• Goals
a. According to the text on the Sowa language, what cognacy figure between Sowa and Ske did Darrell Tryon calculate in his 1976 survey?
b. Resume the text on the Sowa language from its last sentence and carry it forward.

• Excerpt provided
::::::::::

Today, a few local people whose fathers or mothers were Sowa speakers still remember parts of the language, although none speak it fluently. A couple, including Isaiah Tabi Vahka of Waterfall Village and Adam Bulesisbwat of Lesuubelakan, compiled short written notes on Sowa in an attempt to ensure that the language was not lost. The only linguist to have studied Sowa while the language was still alive was David Walsh, who collected a vocabulary list in 1969. Andrew Gray, a British schoolteacher at Ranwadi College, worked with speakers' children in the late 2000s to try to reconstruct the basics of the language.

Some people in the former Sowa area see the language as a part of their cultural heritage and lament its loss. There is talk of reviving Sowa, although this is not a high priority for most local people, and records are insufficient to allow a fully authentic restoration of the language.

Status as a language
Given the close relationship between Sowa and Ske language (the two are reckoned by locals to have been mutually intelligible), a case could be made for classifying the two as dialects rather than as separate languages.

In his 1976 survey of New Hebrides Languages, Darrell Tryon classified Sowa as a separate language, calculating its cognacy with Ske at 77% (with 80% being the approximate threshold below which two forms are considered separate languages rather than mere dialects). However, in their 2001 survey, Lynch & Crowley did not recognise Sowa as a language, noting that Tryon's data suffered from significant margins of error.

Using an updated word list, Andrew Gray calculated the cognacy of Sowa and Ske at 82%. Sowa's status as a language is therefore borderline if considered on the basis of cognacy figures alone. However, local people perceive Sowa very much as a distinct language and not as a Ske dialect, and there are significant grammatical and phonological differences between Sowa and Ske.

::::::::::

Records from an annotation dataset
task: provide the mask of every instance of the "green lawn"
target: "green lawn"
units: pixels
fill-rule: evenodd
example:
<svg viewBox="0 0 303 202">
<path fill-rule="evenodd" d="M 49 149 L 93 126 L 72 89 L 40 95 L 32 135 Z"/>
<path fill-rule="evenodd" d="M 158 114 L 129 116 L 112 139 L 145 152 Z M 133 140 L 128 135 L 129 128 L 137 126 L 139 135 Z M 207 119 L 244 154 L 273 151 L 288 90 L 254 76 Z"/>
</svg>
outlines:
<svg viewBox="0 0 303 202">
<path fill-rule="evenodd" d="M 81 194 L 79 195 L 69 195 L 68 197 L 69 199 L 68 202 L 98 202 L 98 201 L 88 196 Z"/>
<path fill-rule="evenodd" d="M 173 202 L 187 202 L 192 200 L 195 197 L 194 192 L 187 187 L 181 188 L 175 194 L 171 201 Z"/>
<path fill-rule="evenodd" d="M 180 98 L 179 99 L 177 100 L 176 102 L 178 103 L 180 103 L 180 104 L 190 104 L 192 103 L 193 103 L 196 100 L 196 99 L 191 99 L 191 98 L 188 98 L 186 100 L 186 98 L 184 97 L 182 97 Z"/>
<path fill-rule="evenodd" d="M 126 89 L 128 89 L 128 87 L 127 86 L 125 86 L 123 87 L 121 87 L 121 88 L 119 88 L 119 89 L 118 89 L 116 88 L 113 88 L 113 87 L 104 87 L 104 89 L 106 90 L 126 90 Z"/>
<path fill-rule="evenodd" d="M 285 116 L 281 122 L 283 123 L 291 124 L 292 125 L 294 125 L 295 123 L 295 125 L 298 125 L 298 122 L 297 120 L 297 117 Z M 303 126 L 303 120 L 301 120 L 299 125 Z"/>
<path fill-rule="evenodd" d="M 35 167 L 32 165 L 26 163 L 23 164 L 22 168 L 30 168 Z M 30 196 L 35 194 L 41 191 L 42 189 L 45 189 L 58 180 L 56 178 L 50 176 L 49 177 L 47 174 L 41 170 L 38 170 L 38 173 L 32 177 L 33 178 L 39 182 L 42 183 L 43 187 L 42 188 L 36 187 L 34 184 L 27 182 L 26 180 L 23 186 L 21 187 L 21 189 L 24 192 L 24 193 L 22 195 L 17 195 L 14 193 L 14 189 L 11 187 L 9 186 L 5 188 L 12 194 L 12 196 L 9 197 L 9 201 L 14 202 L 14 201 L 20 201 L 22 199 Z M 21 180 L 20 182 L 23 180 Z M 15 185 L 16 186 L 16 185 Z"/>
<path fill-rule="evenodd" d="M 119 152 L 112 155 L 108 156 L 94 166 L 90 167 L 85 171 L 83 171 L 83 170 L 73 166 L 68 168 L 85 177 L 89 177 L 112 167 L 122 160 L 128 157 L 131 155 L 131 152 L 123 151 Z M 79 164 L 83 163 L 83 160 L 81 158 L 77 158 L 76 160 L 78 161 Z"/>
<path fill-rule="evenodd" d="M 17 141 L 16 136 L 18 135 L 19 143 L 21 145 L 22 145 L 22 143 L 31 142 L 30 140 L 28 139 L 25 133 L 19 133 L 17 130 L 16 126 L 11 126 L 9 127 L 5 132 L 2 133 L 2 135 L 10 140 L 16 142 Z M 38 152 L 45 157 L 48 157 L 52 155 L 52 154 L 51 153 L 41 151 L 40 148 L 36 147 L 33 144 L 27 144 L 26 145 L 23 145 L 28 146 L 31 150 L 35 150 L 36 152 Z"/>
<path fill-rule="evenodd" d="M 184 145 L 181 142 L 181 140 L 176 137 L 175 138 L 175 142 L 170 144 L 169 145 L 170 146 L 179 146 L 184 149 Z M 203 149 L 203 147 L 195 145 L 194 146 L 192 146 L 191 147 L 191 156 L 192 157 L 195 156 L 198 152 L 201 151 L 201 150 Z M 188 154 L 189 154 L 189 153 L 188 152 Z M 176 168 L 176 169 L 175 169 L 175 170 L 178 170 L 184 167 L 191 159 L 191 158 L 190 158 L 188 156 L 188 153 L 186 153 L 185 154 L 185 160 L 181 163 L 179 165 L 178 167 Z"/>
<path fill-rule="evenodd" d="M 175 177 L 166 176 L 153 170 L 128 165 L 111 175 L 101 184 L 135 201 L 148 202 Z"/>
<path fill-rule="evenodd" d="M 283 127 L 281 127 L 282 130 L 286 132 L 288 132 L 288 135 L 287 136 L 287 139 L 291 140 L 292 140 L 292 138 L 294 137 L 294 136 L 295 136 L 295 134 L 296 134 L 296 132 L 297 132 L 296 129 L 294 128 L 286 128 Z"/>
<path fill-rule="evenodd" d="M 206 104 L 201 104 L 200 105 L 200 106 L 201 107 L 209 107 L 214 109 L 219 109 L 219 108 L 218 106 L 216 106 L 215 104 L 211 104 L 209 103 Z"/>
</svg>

::::::::::

• Responses by task
a. 77%

b.
Phonology
The consonants of Sowa were b, d, g, k, l, m, n, ng (as in English "singer"), p, r, s, t, bilabial v, w, z, and labiovelar bw, mw and pw. Sowa appears to have lacked h, although this letter occasionally appears in records of Sowa as a result of un-phonetic spelling and interference from other languages.

By comparison with related languages such as Apma and Raga, there appear to have been relatively few restrictions on the distribution of consonants. However, it appears that consonants occurring at the end of an utterance were modified according to Apma-like rules, with b, v and possibly w converted to p, d devoiced to t, g devoiced to k, and r dropped to produce a long vowel. Clusters of consonants within syllables were not permitted.

Unlike in neighbouring Ske, there was no prenasalization of consonants in Sowa.

In addition to the five standard vowels (a, e, i, o and u), Sowa appears to have had mid-high vowels é (intermediate between e and i) and ó (intermediate between o and u), like in Ske and Sa languages.

Long vowels (aa, ee, etc.) occurred as a result of the dropping of r at the ends of words, and are shown to have been distinct from short vowels by minimal pairs such as me "to be red" and mee (< mer) "to be black".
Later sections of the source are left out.